• [本文]:

- - -

The Recommendation from 寅壱 #8 大平龍一
現在開催中の展覧会「The Yellow Portal」にて寅壱とのコラボレーションアイテムを展開している彫刻家、大平龍一氏との対談が実現をした。
大平龍一氏は学生時代から作業着として寅壱の「超超ロング八分(通称2超)」を愛用している。いわゆる鳶装束のド本命である「2超」との出会いなどを起点に、今後の氏の動きなどを語ってもらうという試みだ。
インタビュワー(以下 Q): 今日はよろしくお願いします
大平龍一氏(以下 R): よろしくお願いします。
Q:作業着でよく寅壱の超超ロング八分をよく履いていると聞いたんですが。
R:ええよく履いてます。
Q:なんでまた鳶装束の2超だったんですか?
R:普通にかっこいいからです(笑)
Q:なるほど(笑)
時々セレクトショップのバイヤーさんとかで、「昔、作業現場のバイト先でニッカ履いてました!懐かしい!」なんて会話も時々あるんですけど、大平さんの愛用する「2超」っていわゆる鳶職人の作業着じゃないですか。アルバイト経験で鳶職人っていうのはハードルが高いので、何経由で鳶装束を選んだのかな?と思いまして。
R:大学(東京芸術大学)の彫刻科に入ったときに何か作業着が欲しいなって思って探していて、そのとき先輩が履いてて。結構、僕がいた当時は暴走族上がりの先輩とかもいて、新入生歓迎会のときに先輩が悪ノリして暴走族のノリで旧車と超超ロングでビシッと決めて僕らを歓迎してくれたんです。
Q:え?60年代とか70年代とかそんな昔の話じゃないですよね??
R:2000年代に入ってるんですけど、なんかやばいとこに来ちゃったな?なんて思いましたね当時は。いまはそんなこと無いんじゃないかなと思うんですけど、逆に、先輩たちを「かっこいいな」と思って自分も超超ロングを作業着に決めました。大学時代の9年間、ずっと2超履いてましたし、今もです。
Q:なかなか他には無いスタートですね。
R:履くなら「寅壱」だろ?って思って買いに行ったんですけど、高くて買えなかったんですよね。仕方ないんで最初はパチモンのブランドで1,500円くらいの超超ロングを買いました。でもすぐに破けちゃって…。で、頑張ってお金貯めて寅壱の超超ロング買いました。
Q:ちなみに色はなにを選んだんですか?

- - -

• [取り組む課題]:
[A] 本文によると、大平龍一氏が最初に買ったパチモンのブランドの超超ロングはいくらくらいでしたか。
[B] 本文から、「R:普通にかっこいいからです(笑)」という語句を含むところで始め、「Q:え?60年代とか70年代とかそんな昔の話じゃないですよね??」の後で止めて、その範囲を一字も変えずに抜き出しなさい。

データ項目

- - -

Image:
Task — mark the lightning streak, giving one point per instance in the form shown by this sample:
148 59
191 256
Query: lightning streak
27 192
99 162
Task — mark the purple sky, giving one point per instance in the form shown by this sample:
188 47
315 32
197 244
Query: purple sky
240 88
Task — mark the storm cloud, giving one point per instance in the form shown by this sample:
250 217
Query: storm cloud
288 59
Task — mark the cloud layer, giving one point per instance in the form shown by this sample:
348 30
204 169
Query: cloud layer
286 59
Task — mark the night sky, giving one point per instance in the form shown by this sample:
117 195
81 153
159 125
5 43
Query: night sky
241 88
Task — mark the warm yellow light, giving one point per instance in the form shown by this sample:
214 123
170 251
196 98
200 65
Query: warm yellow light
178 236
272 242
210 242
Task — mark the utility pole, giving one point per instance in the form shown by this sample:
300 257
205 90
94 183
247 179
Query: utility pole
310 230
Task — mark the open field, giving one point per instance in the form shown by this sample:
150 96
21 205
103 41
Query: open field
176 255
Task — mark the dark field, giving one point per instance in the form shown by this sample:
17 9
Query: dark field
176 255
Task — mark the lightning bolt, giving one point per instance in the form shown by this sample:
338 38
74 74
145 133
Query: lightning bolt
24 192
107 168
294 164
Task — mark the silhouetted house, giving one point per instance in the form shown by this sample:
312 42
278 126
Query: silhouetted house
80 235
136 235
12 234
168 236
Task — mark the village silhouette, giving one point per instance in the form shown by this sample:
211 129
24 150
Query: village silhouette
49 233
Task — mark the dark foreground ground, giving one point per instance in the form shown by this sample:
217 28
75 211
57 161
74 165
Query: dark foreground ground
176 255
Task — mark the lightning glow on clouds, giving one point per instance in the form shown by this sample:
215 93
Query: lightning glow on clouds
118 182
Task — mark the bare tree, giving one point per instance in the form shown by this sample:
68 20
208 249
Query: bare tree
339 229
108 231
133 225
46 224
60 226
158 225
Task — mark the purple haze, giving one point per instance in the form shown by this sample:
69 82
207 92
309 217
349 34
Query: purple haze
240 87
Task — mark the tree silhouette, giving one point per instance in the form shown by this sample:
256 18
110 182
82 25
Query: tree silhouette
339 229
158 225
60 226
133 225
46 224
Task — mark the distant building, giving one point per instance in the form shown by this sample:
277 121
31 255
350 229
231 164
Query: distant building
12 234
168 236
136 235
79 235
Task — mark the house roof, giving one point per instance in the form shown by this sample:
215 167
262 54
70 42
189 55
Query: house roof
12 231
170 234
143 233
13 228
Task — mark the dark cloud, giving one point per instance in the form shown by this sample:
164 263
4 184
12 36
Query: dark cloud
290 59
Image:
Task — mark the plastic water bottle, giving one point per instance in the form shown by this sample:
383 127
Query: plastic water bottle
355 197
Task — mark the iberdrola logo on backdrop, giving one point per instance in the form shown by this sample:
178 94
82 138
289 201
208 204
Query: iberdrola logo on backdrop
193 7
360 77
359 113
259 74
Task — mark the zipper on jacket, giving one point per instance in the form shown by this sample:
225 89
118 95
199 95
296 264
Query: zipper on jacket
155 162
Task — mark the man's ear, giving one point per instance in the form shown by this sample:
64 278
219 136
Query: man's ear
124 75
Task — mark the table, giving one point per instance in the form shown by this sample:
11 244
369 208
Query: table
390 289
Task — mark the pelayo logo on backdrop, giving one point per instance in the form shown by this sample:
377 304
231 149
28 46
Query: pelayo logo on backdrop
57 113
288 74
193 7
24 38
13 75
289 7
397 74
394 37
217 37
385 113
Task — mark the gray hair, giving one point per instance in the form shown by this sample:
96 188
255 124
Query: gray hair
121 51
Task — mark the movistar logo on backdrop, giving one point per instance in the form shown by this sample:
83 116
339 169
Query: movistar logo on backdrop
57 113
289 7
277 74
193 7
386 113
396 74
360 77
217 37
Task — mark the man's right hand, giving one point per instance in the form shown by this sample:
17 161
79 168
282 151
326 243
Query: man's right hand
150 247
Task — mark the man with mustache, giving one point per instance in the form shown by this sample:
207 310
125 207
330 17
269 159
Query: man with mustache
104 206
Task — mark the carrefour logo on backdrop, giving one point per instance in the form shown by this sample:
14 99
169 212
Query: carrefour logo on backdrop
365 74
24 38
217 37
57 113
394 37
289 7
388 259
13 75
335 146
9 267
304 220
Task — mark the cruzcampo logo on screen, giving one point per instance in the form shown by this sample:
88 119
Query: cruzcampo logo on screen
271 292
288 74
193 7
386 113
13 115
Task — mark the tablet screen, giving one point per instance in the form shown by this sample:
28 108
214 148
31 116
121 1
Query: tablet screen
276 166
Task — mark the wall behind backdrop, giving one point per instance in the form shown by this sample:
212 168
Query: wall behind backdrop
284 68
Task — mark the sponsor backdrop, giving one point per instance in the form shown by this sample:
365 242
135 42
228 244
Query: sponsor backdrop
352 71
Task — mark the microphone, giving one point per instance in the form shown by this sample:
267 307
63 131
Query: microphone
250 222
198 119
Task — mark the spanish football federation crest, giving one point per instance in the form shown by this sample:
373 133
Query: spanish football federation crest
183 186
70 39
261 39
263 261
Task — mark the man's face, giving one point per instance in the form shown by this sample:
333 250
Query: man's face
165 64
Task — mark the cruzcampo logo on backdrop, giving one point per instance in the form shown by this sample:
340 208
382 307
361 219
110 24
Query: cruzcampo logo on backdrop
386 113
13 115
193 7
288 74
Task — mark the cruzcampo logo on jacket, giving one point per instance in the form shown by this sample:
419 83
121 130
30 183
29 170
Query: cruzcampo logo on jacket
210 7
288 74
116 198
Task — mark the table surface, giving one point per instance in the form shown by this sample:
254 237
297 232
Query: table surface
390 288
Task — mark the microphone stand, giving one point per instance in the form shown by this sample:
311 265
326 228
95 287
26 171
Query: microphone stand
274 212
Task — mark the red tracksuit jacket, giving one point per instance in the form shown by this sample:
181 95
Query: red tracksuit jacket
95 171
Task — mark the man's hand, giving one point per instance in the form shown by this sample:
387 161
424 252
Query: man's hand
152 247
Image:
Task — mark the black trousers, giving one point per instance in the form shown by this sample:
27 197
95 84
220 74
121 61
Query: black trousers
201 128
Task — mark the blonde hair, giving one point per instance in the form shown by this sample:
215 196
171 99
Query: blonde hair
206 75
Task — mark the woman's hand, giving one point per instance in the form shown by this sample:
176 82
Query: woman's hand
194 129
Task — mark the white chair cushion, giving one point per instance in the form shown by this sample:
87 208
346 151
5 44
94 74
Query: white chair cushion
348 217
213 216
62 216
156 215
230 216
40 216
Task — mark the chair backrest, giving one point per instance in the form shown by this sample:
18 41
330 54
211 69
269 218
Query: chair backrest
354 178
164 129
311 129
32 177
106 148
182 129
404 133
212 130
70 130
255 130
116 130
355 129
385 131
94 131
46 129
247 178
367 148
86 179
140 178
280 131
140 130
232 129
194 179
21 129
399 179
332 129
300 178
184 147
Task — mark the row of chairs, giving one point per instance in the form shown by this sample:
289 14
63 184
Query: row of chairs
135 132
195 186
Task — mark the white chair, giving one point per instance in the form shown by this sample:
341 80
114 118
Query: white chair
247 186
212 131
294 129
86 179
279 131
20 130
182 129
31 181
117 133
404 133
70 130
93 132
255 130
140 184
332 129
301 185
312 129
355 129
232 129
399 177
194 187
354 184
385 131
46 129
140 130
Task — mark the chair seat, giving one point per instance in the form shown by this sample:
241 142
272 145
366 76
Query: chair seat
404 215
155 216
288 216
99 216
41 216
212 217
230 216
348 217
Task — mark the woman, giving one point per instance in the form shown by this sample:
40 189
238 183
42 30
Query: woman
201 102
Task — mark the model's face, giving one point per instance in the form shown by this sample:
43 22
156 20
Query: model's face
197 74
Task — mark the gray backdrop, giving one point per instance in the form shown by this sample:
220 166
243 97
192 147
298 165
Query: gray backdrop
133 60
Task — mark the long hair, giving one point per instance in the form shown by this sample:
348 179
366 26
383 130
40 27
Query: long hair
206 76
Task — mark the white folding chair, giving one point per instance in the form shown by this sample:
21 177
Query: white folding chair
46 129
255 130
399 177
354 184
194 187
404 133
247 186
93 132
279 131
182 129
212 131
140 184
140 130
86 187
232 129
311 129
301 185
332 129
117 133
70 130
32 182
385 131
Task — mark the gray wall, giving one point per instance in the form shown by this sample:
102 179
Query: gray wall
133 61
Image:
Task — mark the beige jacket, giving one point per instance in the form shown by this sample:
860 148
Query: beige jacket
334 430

- - -

• [練習問題の解答]:
[A] 1,500円くらいです。

[B]
R:普通にかっこいいからです(笑)
Q:なるほど(笑)
時々セレクトショップのバイヤーさんとかで、「昔、作業現場のバイト先でニッカ履いてました!懐かしい!」なんて会話も時々あるんですけど、大平さんの愛用する「2超」っていわゆる鳶職人の作業着じゃないですか。アルバイト経験で鳶職人っていうのはハードルが高いので、何経由で鳶装束を選んだのかな?と思いまして。
R:大学(東京芸術大学)の彫刻科に入ったときに何か作業着が欲しいなって思って探していて、そのとき先輩が履いてて。結構、僕がいた当時は暴走族上がりの先輩とかもいて、新入生歓迎会のときに先輩が悪ノリして暴走族のノリで旧車と超超ロングでビシッと決めて僕らを歓迎してくれたんです。
Q:え?60年代とか70年代とかそんな昔の話じゃないですよね??